**Work to complete**
a – Decide whether each statement agrees with the graph databases page, answering yes or no and quoting the words that decide it: (i) In a graph database, each entity holds direct pointers to its adjacent entities. (ii) Graph databases rely on a link table to represent relationships between entities. (iii) RelFinder is named as a tool for interactive SPARQL query building.
b – According to the graph databases page, what is Svgvizler used for?
c – Extend the graph databases page by writing what comes after its final sentence.

**Extract**
--- START ---
Graph Databases

Intro to graph databases

Graph databases were conceived of as a means to make the task of exploring the connections and networks between entities much easier. Whereas in more traditional databases we would have used a form of link table to represent the relationships between entities, that relationship is implicit in a graph database with every entity containing direct pointers to its adjacent entities without the need to expensively compute indexes.

One of the more obvious uses for graph databases are to store and analyse the relationships between people – think Facebook, Twitter, or any web property with a concept of followers or memberships. If you have a problem where you need to quickly and efficiently know how X is connected to Y and via whom, then graph databases are worth a look.

Tangent Alert!! While we’re talking about networks and relationships we should introduce the concept of “linked data”. If you haven’t run across the term before (or have, but still don’t understand what it means) check out Linked Data – for the enlightened non-geek reader (or dummies) (or managers) and A dummy’s introduction to linked data (me being the dummy).

The GovCamp wiki has a long list of tools surrounding linked data that may be of use – Svgvizler (for SPARQL graphing), RelFinder (for RDF visual exploration), and SPARQL Editor (for interactive SPARQL query building) are useful too.
--- END ---
**Available data**
--- START ---
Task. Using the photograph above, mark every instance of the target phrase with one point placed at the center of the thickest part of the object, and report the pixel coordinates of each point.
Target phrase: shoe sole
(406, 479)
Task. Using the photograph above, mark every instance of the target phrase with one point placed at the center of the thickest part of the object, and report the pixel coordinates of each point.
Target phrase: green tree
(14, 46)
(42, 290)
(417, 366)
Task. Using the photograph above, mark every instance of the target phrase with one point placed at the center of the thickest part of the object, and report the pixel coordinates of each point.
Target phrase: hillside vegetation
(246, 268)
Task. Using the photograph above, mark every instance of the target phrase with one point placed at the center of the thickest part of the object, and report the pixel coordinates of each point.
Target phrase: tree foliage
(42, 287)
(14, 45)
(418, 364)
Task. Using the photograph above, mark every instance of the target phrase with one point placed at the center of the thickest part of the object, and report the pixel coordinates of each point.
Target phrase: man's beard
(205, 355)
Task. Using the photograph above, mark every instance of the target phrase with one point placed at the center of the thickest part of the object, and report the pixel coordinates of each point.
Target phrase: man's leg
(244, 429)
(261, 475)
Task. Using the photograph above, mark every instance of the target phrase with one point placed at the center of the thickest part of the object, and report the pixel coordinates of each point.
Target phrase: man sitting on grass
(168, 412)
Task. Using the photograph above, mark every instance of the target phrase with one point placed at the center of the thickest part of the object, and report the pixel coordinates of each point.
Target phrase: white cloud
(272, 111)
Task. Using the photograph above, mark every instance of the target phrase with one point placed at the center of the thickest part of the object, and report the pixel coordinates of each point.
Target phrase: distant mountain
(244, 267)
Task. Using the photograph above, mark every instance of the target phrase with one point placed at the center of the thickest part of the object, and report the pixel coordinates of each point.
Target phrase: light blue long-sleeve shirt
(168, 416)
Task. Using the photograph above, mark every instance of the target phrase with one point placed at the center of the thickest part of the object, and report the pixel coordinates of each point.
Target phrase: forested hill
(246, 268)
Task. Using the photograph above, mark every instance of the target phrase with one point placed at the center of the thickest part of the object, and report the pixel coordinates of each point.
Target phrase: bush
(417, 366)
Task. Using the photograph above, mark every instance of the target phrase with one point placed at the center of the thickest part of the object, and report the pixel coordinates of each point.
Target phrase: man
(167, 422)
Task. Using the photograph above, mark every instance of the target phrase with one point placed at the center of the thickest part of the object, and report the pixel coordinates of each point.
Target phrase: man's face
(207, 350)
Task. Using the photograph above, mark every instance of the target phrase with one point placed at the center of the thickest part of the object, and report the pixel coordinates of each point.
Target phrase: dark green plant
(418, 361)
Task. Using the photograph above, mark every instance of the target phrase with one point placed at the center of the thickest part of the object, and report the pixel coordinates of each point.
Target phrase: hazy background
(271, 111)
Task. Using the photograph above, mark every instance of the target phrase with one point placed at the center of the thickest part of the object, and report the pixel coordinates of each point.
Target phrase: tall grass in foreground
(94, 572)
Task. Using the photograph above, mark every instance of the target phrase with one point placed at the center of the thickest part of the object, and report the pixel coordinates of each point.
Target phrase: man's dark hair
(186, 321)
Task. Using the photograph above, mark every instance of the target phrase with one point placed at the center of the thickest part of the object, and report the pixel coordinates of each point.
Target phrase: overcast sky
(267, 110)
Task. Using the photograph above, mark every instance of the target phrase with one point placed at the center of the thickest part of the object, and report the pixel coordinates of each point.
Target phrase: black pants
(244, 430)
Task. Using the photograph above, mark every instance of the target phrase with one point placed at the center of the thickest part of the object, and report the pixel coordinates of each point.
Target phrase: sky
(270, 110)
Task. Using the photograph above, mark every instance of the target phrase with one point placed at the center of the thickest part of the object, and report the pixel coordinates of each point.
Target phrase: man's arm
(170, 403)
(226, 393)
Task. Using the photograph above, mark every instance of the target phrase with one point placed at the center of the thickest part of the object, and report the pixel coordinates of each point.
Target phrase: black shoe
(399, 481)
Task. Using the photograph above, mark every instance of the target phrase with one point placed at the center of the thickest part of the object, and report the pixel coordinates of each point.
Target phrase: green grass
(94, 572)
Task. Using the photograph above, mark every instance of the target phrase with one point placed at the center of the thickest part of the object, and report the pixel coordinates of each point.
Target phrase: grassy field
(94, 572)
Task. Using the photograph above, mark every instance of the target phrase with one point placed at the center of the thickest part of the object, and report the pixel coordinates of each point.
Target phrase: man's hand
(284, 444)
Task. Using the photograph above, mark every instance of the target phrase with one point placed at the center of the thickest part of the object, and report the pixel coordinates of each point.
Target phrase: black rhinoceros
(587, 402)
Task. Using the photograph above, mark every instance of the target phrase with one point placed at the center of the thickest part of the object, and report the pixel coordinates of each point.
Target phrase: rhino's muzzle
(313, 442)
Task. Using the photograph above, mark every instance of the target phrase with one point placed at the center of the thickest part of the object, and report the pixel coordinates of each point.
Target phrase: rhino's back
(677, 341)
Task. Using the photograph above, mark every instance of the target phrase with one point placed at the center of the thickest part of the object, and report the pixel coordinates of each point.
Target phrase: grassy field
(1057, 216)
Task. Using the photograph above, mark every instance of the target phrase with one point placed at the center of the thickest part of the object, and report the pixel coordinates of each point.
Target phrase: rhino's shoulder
--- END ---
**Written answers**
a –
(i) Yes: "every entity containing direct pointers to its adjacent entities"
(ii) No: "Whereas in more traditional databases we would have used a form of link table to represent the relationships between entities, that relationship is implicit in a graph database"
(iii) No: "RelFinder (for RDF visual exploration)"

b – SPARQL graphing.

c –
Graph DB Software

Neo4j is the popular kid on the graph database block and has a wealth of supporting tools and documentation; and a great community.

Getting your data into Neo4j can be as straightforward as throwing a spreadsheet containing your data, along with instructions on how to construct the relationships between the entities in your data, at Neo4j. For details and in-depth instructions see Importing data into Neo4j – the spreadsheet way and Gmail Email analysis with Neo4j – and spreadsheets. Alternatively, you can use the new in-built ETL functionality from Neo4j 2.1 to load your CSV formatted data in directly – check out the official guide on importing from PostgreSQL to Neo4j.

But sometimes you just can’t escape writing some code to get the job done, and to that end the official Neo4j website has curated a list of libraries for many of the major languages. Neo4j also has a REST batch import API if you want to get right down to the coalface.

Neo4j isn’t the be all and end all of graph databases, and we’d be remiss if we didn’t mention the likes of OrientDB, Titan, and Stardog.

Many of the graph databases you’ll come into contact with can be queried via a common syntax called Gremlin – where Gremlin is to graph databases as SQL is to traditional RDBMS databases. Applications can then be written on top of Gremlin, as you would SQL, and become database largely agnostic. Gremlin also supports a simple data browser application to test execution of queries.

Analysis

NetworkX (Python)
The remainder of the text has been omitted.